## Requirements
1) Revise the listing from the line containing "Mark one point per instance of the window" through the end of the listing, substituting "skirting board" for "baseboard trim" and leaving everything else as it is.
2) Write the next part of the GMAT sentence correction explanation about bankruptcy reform, starting after its final sentence.

# Start of Source excerpt

Option A uses the wrong word: raise.
Eliminate A

• Split #2: dedicated noun "rise" vs. ___ING noun "rising"

In English, sometimes we must make nouns out of verbs because no "original" or "dedicated" noun exists.
We change verbs into nouns (gerunds) by adding ___ING.

If options contain both a dedicated noun such as rise and a gerund (a verbING) such as rising, try to use the dedicated noun rather than the gerund.
On the GMAT and in SWE, a dedicated noun is preferred.
(Besides, compared to option B, option C sounds really awkward.)

Eliminate option C

• Split #3: Meaning and logic

Although, despite [the fact that], and while are contrast words that suggest the result is surprising. See HERE
(Compare them, for example, with whereas, which presents contrast as mere difference rather than as a surprise. HERE)

Just when and even as mean at the same time.

The contrast words do not fit logically.
Whether Congress passes bankruptcy reform legislation or not, bankruptcies will increase; "economic omens" tell us so.
In other words, it is not surprising that bankruptcies will increase.
It is ironic that Congress has decided to tinker with bankruptcy just as economic signs indicate that the number of bankruptcies is about to explode.

Eliminate D and E.

The best answer is B.

Suppose that you did not see that options C, D, and E aren't very logical.
We have two more ways to get to the correct answer.

# End of Source excerpt
# Start of Data listing

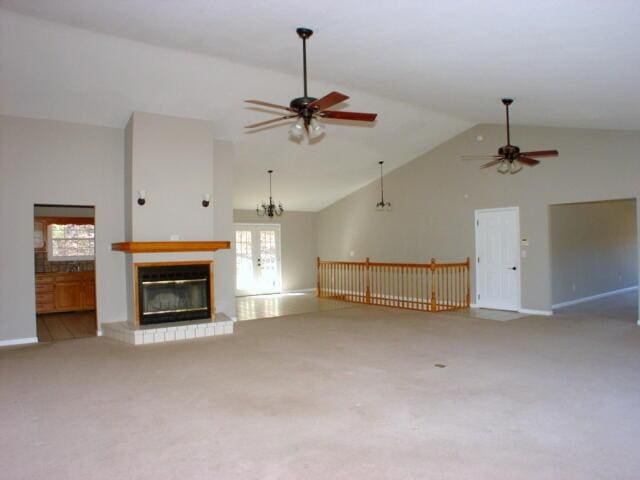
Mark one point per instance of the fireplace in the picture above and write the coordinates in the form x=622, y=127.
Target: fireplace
x=173, y=292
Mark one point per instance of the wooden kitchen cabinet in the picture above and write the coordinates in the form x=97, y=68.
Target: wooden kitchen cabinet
x=65, y=292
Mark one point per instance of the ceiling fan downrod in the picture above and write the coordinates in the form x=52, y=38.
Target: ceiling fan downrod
x=507, y=102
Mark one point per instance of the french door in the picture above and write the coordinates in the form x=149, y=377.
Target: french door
x=498, y=258
x=257, y=259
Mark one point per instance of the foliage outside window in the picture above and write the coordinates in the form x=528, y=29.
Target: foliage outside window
x=71, y=242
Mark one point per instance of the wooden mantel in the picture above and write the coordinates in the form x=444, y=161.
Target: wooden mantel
x=157, y=247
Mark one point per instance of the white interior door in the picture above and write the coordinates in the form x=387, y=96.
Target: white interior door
x=498, y=258
x=257, y=259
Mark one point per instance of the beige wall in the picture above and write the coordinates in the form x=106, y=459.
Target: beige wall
x=434, y=198
x=50, y=162
x=298, y=232
x=594, y=248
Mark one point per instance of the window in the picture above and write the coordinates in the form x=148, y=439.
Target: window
x=70, y=242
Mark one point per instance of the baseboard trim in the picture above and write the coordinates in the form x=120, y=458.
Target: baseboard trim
x=593, y=297
x=531, y=311
x=18, y=341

# End of Data listing

## Exercise results
1)
Mark one point per instance of the window in the picture above and write the coordinates in the form x=148, y=439.
Target: window
x=70, y=242
Mark one point per instance of the skirting board in the picture above and write the coordinates in the form x=120, y=458.
Target: skirting board
x=593, y=297
x=531, y=311
x=18, y=341

2)
• Split #4: IN vs. OF

A rise IN bankruptcies is correct. A rise OF bankruptcies is not.
Prepositions are hard.
A fairly reliable distinction is that when inanimate events (without human agency) increase, especially when those events are rates, we say "a rise in."
I listed a few examples above.
On the other hand, when people (with agency) push for power or create events, we say "THE rise of."
We might talk about the rise of a whole civilization; the rise of the institution of Christianity; the rise of despotic tyrants; and the rise of a human-driven doctrine such as fascism.
But if we are talking about rates and the frequency of events, we use "a rise IN."

Option D uses rise "of."
Eliminate D.

• Split #5: choose the clean verb phrase over a questionable gerund phrase

In option E, "despite" is a preposition that should be followed by a noun phrase.
Compare E to B.
Option B is shorter and crisper than option E. Choose the clearer option.
(The noun phrase that follows "despite" in option E is not grammatical but you will never be tested on this rule.
Option E should say, "Despite the bankruptcy reform's appearing to head for a certain passage in the Congress, . . . "
Yep. You do not need to know that the possessive should be used in such cases.
You do need to know how to identify a crisp and clear phrase from a flabby and muddy one.
Option B is the former. Option E is the latter.
Read.
(And if you are avoiding The Economist, the NY Times, Atlantic Monthly, New Yorker, and the like, then read Harvard Magazine for free, here.. Click on "Archives." Download a couple of years' worth of the magazine. It has short and long passages on many interesting subjects and its editors are incredibly good.)

Eliminate option E.

The best answer is B.

NOTES

I really do urge you to read.
If you can't find the willpower to read business journals or newspapers, read Harvard Magazine.
Or read a novel.
Human beings love stories.

COMMENTS

(Whew.)

dave13 (long time! :) ) , eakabuah , Enkhhulan , and mykrasovski , good to see you all.

shameekv1989 , once again, welcome to SC Butler.

These responses range from very good to outstanding.
You've impressed me. (This OE was hard to structure; you all did very well.)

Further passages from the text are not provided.